Data items:
↓↓↓
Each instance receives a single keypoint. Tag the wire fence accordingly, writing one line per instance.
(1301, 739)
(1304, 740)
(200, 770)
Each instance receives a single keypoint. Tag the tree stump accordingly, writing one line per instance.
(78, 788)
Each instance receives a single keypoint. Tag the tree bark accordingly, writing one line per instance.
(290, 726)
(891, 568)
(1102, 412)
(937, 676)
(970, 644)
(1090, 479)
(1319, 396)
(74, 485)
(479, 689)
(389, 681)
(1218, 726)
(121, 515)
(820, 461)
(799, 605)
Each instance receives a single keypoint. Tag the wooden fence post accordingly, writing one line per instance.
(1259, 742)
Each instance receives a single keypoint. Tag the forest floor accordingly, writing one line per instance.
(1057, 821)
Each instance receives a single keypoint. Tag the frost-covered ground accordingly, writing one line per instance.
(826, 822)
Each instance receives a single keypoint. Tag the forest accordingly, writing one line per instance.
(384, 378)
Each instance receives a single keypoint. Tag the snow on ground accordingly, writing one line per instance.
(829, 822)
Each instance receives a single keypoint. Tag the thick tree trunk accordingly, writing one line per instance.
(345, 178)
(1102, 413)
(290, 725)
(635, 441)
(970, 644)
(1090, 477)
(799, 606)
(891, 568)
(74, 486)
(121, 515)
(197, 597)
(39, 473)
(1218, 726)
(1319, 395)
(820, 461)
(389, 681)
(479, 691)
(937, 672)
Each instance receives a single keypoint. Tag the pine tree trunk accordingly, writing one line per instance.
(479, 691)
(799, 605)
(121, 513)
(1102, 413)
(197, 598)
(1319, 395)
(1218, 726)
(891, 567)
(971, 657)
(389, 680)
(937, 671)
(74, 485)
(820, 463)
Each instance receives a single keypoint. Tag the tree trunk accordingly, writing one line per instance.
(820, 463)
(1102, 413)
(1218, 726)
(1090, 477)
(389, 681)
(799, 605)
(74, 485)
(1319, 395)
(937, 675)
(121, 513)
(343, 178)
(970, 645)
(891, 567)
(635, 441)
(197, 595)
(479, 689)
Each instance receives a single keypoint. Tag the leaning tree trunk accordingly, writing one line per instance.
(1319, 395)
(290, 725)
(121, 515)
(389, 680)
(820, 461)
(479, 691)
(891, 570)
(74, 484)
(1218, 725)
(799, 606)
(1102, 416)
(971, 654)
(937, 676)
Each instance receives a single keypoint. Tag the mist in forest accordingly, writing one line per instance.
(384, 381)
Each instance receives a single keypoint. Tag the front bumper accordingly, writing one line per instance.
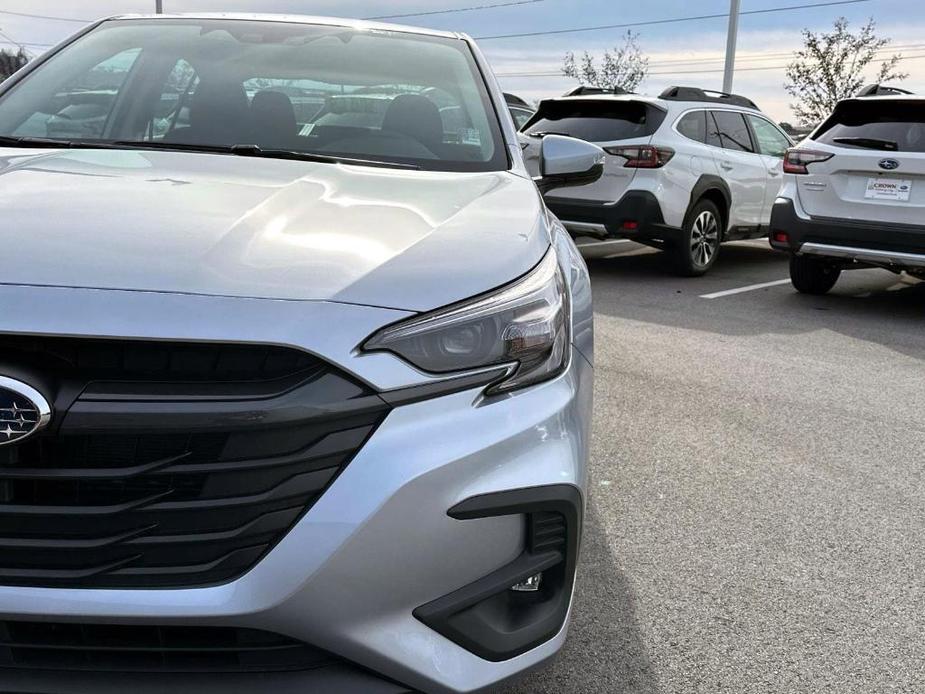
↑↑↑
- **WORK INSTRUCTIONS**:
Please write out exactly the lines from the one containing "Each instance receives a single keypoint. Tag the thick" through the last line of the records above, and leave out any pictures.

- **WRITTEN RESPONSE**:
Each instance receives a single keypoint. Tag the thick tree trunk accordingly, writing one line per instance.
(345, 178)
(1102, 413)
(290, 725)
(635, 441)
(970, 644)
(1090, 477)
(799, 606)
(891, 568)
(74, 486)
(121, 515)
(197, 597)
(39, 473)
(1218, 726)
(1319, 395)
(820, 461)
(389, 681)
(479, 691)
(937, 672)
Each instance receives a single keypoint. Tag the pine tree trunk accordingly, writing one line per instance.
(479, 691)
(799, 605)
(121, 513)
(1102, 413)
(197, 598)
(1319, 395)
(1218, 726)
(891, 567)
(971, 657)
(389, 680)
(937, 671)
(74, 485)
(820, 463)
Each instance receives a single keypoint. Tag the tree trunk accordingly, writing one line per instance.
(820, 463)
(1102, 413)
(1218, 726)
(1090, 477)
(389, 681)
(799, 605)
(74, 485)
(1319, 395)
(937, 675)
(121, 513)
(343, 178)
(970, 645)
(891, 567)
(635, 441)
(197, 595)
(479, 689)
Each instance receives a single keypoint. Tag the leaning tree trunk accordingly, writing one line per instance.
(1319, 395)
(290, 725)
(121, 515)
(389, 680)
(820, 461)
(479, 691)
(891, 570)
(74, 484)
(1218, 725)
(799, 606)
(1102, 416)
(971, 654)
(937, 676)
Each instance receives a single keypoint. Tag the mist in forest accordingly, writing one line per instance.
(384, 381)
Each instance receives a single keypoint. Tag the front bumper accordingly, writing one line per instance.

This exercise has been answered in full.